Rewrite every line from the one containing "Annotate the pink flower" through the end of the material, inclusive, adding 57 to each coordinate in the answers and leaving everything else unchanged.

--- Start Input records ---

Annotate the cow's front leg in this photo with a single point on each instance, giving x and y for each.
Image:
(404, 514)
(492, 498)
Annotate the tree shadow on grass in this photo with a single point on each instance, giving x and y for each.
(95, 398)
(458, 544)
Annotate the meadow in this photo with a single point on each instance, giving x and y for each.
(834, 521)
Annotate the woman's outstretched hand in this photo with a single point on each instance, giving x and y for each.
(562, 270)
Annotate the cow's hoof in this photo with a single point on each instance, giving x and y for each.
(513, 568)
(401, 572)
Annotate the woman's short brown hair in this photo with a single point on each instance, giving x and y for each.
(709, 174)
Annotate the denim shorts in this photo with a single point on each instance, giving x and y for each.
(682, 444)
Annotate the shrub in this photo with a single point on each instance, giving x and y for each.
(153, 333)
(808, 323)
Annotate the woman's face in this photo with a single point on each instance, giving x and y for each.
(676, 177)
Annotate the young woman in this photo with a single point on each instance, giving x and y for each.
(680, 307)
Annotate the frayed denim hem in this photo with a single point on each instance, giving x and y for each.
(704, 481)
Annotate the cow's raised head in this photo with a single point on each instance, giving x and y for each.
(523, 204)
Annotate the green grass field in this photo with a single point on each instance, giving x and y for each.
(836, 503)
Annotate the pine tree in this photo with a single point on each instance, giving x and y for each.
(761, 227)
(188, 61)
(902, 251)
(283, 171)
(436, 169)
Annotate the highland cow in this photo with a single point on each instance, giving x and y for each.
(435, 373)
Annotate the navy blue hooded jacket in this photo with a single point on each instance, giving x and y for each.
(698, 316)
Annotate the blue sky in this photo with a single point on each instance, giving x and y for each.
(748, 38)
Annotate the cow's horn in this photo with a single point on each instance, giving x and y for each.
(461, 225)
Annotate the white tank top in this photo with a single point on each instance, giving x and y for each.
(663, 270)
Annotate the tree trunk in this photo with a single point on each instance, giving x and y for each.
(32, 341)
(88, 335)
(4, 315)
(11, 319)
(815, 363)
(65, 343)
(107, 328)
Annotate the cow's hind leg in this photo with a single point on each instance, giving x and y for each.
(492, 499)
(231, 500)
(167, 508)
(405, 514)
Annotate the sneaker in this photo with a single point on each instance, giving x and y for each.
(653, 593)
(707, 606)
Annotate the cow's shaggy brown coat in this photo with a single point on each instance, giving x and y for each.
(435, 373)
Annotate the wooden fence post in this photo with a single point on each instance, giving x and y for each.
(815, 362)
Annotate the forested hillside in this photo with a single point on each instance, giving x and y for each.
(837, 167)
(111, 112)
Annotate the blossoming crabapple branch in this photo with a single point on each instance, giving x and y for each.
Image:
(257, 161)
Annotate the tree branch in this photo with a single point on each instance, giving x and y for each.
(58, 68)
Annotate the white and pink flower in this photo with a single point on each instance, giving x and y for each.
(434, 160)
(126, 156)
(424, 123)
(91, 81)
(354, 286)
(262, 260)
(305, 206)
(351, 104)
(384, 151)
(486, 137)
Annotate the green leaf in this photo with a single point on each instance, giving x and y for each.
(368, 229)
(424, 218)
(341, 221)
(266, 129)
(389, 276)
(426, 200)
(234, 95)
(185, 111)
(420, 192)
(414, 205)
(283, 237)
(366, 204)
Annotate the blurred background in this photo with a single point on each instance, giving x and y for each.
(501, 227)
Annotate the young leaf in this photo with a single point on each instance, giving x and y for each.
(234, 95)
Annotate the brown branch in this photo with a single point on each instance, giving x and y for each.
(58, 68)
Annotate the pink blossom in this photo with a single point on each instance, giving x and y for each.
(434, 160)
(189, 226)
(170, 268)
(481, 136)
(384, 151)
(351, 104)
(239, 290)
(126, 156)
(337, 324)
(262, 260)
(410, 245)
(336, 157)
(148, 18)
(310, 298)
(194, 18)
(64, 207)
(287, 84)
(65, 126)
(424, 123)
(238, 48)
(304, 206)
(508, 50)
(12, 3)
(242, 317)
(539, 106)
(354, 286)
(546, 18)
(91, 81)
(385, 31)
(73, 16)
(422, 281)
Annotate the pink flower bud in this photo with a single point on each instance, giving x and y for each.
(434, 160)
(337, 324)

--- End Input records ---

*Exercise output*:
Annotate the pink flower bud in this photo with a single point on each instance, giving x and y for each.
(491, 217)
(394, 381)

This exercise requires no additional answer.